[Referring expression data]
----

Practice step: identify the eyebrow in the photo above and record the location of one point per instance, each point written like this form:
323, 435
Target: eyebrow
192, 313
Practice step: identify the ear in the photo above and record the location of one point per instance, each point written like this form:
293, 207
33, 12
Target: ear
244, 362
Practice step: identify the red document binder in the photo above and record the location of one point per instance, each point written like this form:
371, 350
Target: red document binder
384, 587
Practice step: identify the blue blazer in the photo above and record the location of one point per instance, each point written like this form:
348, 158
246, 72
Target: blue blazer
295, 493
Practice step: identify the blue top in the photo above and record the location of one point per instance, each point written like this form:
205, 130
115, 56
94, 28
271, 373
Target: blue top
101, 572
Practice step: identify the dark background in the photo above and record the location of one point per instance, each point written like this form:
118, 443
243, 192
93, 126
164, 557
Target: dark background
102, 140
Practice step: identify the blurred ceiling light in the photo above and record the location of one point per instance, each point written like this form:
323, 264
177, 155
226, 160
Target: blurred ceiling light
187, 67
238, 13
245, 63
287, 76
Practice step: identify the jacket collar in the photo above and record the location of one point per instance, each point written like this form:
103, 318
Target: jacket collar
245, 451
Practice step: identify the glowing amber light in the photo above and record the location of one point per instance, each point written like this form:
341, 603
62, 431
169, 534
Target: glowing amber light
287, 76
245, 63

----

= Assignment =
The answer should consist of every record above, copied exactly.

= Finished task =
Practice step: identify the eyebrow in the photo above and record the location of one point per instance, each point written like this form:
323, 435
Target: eyebrow
192, 313
Practice step: identify the ear in the photo above and record the location of one point per instance, each point written like this form:
293, 207
33, 12
Target: ear
244, 362
Practice step: identify the red document binder in the photo above and record the location of one point per instance, each point written like this form:
371, 350
Target: red document binder
384, 587
Practice step: identify the blue blazer in the photo above and record the location of one point per instance, each point written like this form:
348, 158
246, 72
Target: blue blazer
295, 493
Practice step: identify the blue top in the photo above and record the location of one point per instance, each point written like this form:
205, 130
115, 56
94, 28
271, 373
Target: blue top
101, 572
Practice step: identify the dark background in the photo above and record the location of one point per instance, each point written like this form:
118, 443
243, 192
93, 126
164, 557
Target: dark background
102, 140
Practice step: identify the blurred ceiling light in the photo above and record the location of one point per instance, each point written like this form:
323, 264
177, 155
226, 160
Target: blurred ceiling light
187, 67
238, 13
245, 63
287, 76
Practice step: identify the jacket collar in the photo above and record the location of one point per instance, each point written like this form:
103, 318
Target: jacket collar
245, 451
Practice step: identify the glowing amber light in the photo above and record the location of one point per instance, each point written like this form:
341, 603
62, 431
169, 534
Target: glowing amber light
287, 76
245, 63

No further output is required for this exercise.